In the article on the USDA and BBSRC partnership, how much did BBSRC contribute to the five jointly funded research awards?

EXCERPT PROVIDED -
[Start of section]

USDA, BBSRC partner for animal disease research

Research will look at the biological and physiological mechanisms in relation to disease prevention in farmed livestock species.

The U.S. Department of Agriculture's National Institute of Food & Agriculture (NIFA) and the U.K.'s Biotechnology & Biological Sciences Research Council (BBSRC) announced Feb. 19 five jointly funded research awards that total more than $2.3 million from NIFA and £2.3 million British pounds ($3.5 million) from BBSRC for the U.S.-U.K. Collaborative Animal Health & Disease & Veterinary Immune Reagents program. This U.S.-U.K. partnership addresses high impact diseases and animal health issues relevant to both countries.

"As a leading livestock producing nation, the health of the people in the U.S. and around the world depends on the safety, security and quality of the livestock we produce," NIFA director Sonny Ramaswamy said. "These grants enable an international research partnership that looks to control the spread of pathogens, ensuring we can effectively reduce the health risks and environmental impacts of food production worldwide."

Steve Visscher, BBSRC deputy chief executive, international, added, "A growing world population means that safe and secure food supplies are going to become more and more important in the years to come. The scale of such challenges require increased international collaboration, and this partnership of co-investment between BBSRC and NIFA will allow world-leading researchers in both countries to work together to combat livestock diseases and safeguard food supplies."

Global food supply and food security are directly affected by animal production and health. They play an important role in the economy, but also in the sustainability and growth of agriculture worldwide. Research funded through this program will look at the biological and physiological mechanisms in relation to disease prevention in ruminants (cattle, goat, sheep), swine, poultry, equine and aquaculture species. Specifically, the projects will address the development of immune reagents, breeding for genetic resistance to disease, studying the ecology of diseases spread by vector insects and developing improved vaccines. The discoveries made through these projects will improve animal health and well-being, enhance production efficiency and support the safety of animal products by addressing challenges facing animal agriculture.

[End of section]

THE DATA -
[Start of section]

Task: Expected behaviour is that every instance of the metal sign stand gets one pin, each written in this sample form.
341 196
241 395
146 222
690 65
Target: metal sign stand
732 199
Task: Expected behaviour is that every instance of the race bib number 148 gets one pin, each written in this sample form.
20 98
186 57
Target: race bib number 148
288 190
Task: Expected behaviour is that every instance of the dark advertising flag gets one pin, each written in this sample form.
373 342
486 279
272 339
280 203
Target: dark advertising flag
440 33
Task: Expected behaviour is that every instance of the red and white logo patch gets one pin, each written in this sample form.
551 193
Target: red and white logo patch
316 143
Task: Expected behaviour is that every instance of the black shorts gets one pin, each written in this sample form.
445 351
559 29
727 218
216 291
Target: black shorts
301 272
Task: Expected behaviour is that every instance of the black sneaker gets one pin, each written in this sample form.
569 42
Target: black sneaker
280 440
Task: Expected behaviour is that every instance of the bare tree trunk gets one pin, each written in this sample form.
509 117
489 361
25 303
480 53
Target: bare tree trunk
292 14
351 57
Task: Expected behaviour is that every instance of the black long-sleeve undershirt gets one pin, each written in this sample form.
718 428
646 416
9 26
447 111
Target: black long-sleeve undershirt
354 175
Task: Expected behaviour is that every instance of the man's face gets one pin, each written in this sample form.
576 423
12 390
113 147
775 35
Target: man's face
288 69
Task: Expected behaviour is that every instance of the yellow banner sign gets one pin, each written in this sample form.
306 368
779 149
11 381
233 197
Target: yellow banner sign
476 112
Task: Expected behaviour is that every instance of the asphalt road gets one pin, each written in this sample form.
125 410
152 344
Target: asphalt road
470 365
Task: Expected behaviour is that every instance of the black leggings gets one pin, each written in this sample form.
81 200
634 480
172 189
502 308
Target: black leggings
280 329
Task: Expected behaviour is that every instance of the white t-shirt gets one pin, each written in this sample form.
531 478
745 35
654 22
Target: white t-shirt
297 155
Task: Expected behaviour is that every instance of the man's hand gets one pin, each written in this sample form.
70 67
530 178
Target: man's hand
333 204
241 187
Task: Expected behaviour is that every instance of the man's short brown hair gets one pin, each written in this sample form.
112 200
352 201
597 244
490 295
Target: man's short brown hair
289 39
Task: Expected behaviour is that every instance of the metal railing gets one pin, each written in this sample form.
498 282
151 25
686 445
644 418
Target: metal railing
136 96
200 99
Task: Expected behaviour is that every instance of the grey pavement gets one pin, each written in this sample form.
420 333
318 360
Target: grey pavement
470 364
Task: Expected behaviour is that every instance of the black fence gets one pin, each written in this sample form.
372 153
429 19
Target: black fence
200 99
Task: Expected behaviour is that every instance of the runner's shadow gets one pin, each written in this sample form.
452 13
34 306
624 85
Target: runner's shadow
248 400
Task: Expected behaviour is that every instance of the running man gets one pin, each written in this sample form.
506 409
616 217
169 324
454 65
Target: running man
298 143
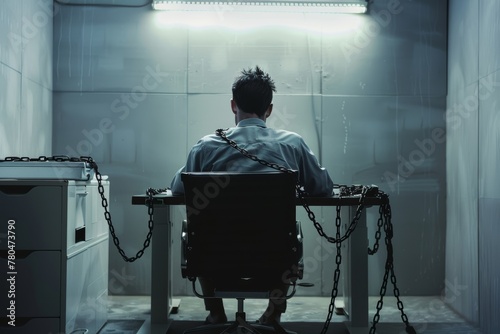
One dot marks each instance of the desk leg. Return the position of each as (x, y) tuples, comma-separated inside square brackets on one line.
[(161, 282), (357, 277)]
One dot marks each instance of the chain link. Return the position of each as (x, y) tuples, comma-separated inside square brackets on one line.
[(107, 215), (384, 221)]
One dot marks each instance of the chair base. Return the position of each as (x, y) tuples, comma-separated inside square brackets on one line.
[(239, 326)]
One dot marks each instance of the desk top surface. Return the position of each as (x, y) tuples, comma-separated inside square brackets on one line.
[(166, 198)]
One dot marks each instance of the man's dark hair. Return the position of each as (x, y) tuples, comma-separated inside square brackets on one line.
[(253, 91)]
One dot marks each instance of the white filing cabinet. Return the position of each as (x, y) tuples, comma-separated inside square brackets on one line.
[(59, 255)]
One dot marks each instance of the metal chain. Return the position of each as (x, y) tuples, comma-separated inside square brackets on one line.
[(336, 275), (107, 215), (104, 202), (385, 212), (378, 233)]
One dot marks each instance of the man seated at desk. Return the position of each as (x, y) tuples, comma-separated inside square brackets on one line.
[(252, 105)]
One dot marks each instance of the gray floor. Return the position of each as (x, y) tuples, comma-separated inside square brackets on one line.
[(427, 314)]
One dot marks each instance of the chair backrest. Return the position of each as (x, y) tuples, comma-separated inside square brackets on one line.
[(240, 225)]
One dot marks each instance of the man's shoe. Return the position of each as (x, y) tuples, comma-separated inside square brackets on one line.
[(269, 320), (214, 318)]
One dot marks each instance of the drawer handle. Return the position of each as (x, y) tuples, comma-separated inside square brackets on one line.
[(16, 190)]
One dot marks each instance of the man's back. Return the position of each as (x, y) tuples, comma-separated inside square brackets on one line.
[(284, 148)]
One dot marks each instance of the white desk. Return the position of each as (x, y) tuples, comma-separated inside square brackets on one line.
[(161, 300)]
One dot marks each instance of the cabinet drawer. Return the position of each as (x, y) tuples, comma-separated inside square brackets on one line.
[(32, 325), (35, 287), (36, 215)]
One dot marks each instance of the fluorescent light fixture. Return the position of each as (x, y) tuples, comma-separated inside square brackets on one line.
[(301, 6)]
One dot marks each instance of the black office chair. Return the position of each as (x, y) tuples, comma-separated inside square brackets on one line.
[(241, 232)]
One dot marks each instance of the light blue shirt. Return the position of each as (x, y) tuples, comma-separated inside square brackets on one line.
[(284, 148)]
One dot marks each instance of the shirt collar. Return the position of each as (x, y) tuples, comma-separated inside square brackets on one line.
[(252, 122)]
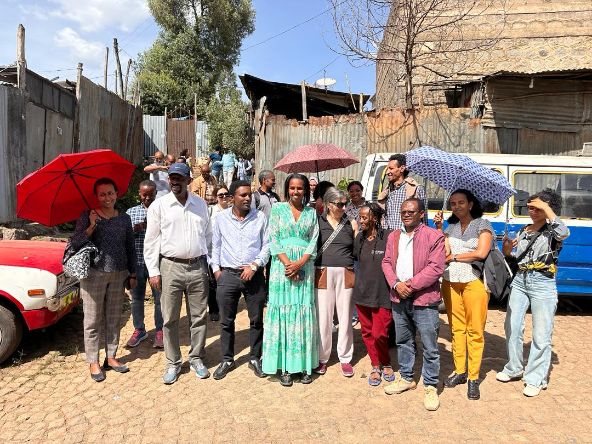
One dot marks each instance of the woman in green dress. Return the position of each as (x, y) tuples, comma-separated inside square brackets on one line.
[(290, 339)]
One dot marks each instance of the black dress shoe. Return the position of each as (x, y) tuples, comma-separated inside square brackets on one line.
[(116, 368), (473, 390), (98, 377), (223, 369), (305, 378), (286, 379), (255, 365), (455, 379)]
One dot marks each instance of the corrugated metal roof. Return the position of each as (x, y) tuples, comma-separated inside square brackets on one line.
[(154, 134)]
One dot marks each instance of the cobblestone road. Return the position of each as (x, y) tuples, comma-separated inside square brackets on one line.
[(46, 395)]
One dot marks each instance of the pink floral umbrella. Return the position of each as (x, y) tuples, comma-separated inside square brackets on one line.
[(314, 158)]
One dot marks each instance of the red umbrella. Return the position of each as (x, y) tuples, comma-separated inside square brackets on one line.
[(316, 157), (59, 191)]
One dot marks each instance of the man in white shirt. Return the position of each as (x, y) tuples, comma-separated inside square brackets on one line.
[(159, 172), (178, 240)]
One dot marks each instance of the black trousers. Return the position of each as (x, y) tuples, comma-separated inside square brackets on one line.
[(230, 287), (212, 303)]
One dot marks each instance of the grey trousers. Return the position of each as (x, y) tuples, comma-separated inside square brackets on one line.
[(102, 296), (191, 280)]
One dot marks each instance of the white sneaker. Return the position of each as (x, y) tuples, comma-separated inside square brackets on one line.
[(504, 377), (531, 391), (431, 401)]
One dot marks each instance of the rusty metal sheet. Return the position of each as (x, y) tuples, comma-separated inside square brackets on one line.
[(154, 134), (180, 136)]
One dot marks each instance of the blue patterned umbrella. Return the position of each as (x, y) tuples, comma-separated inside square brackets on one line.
[(454, 171)]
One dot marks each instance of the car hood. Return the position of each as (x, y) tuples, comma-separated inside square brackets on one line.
[(33, 254)]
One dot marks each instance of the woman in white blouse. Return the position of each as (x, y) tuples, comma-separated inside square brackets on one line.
[(468, 239)]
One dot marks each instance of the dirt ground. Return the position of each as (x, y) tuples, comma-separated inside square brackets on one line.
[(46, 395)]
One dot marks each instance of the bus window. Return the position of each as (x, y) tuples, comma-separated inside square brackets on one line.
[(575, 190)]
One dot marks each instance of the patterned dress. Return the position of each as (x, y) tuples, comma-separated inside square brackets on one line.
[(291, 336)]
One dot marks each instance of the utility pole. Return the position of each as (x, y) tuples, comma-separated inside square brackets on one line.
[(129, 64), (21, 62), (106, 67), (119, 78)]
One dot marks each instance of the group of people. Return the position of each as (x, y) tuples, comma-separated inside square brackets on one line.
[(310, 255)]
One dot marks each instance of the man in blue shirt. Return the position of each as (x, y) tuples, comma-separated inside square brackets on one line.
[(216, 163), (229, 163), (147, 193), (240, 250)]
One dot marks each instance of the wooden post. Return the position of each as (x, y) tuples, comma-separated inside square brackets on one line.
[(303, 91), (106, 67), (79, 100), (118, 62), (21, 61), (129, 65), (195, 122)]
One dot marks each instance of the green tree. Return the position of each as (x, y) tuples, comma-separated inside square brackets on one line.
[(226, 114), (199, 42)]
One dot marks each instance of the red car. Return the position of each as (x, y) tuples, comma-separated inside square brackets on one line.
[(34, 291)]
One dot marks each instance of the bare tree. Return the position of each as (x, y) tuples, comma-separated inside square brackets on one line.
[(421, 39)]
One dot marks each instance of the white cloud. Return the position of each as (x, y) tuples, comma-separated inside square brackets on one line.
[(98, 15), (81, 49)]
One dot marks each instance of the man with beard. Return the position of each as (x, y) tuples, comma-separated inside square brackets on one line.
[(175, 250), (413, 264), (240, 250), (138, 215), (400, 188), (205, 185)]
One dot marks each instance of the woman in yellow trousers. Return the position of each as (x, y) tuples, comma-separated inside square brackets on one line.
[(468, 239)]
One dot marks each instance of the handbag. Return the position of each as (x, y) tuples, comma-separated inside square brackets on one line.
[(321, 272), (77, 264)]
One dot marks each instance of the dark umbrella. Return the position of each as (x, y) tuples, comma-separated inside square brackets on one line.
[(59, 191)]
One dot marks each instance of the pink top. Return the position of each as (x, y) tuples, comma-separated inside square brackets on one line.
[(429, 259)]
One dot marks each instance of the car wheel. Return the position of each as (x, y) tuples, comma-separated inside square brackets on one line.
[(11, 333)]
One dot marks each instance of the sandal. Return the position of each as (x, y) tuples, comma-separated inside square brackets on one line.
[(374, 382), (388, 377)]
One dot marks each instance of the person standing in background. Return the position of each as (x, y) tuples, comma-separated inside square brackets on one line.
[(216, 163), (159, 172), (400, 188), (229, 164), (205, 185), (138, 215)]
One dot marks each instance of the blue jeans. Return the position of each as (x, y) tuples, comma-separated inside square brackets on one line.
[(408, 320), (540, 293), (138, 296)]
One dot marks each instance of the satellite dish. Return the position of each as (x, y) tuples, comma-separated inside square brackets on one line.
[(325, 82)]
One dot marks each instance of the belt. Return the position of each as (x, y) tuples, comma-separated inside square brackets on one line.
[(232, 270), (192, 260)]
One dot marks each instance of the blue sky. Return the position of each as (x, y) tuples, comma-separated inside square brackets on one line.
[(61, 33)]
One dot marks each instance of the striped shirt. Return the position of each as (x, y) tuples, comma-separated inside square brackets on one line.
[(138, 215), (396, 197)]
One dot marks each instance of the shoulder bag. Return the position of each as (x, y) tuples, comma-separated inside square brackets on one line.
[(321, 272)]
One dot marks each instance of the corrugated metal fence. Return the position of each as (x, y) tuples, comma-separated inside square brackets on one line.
[(154, 134), (107, 121), (172, 136)]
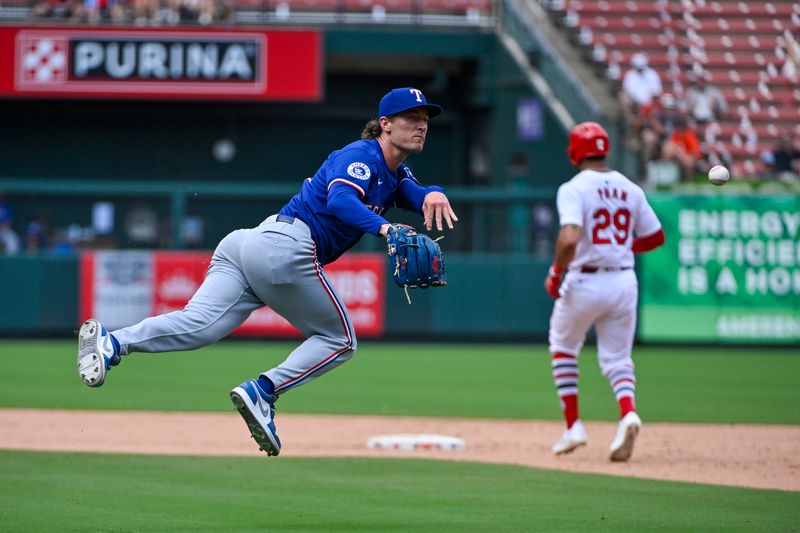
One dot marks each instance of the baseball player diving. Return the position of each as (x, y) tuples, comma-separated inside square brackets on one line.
[(593, 282), (280, 264)]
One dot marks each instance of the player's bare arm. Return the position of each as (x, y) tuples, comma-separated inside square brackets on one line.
[(436, 207), (568, 237), (648, 242)]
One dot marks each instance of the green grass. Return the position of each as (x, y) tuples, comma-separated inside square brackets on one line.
[(83, 492), (720, 385)]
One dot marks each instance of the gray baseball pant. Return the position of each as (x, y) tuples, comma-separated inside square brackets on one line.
[(273, 264)]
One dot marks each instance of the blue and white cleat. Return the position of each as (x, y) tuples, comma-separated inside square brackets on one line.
[(95, 353), (258, 410)]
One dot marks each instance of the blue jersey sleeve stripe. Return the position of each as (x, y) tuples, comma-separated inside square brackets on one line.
[(340, 180)]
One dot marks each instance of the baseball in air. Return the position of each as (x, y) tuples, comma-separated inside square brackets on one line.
[(719, 175)]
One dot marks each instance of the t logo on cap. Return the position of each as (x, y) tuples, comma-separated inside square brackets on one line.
[(405, 98)]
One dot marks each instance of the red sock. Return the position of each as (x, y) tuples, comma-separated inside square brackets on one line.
[(626, 405), (569, 404)]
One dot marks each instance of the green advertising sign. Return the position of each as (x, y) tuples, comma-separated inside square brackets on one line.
[(729, 271)]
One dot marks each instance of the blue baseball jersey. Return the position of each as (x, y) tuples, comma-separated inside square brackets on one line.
[(349, 195)]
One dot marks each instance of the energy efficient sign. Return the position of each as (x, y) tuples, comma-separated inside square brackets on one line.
[(729, 271)]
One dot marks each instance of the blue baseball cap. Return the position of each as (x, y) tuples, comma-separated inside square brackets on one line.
[(405, 98)]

[End of section]

RESULT OF THIS TASK - £2.3 million British pounds ($3.5 million).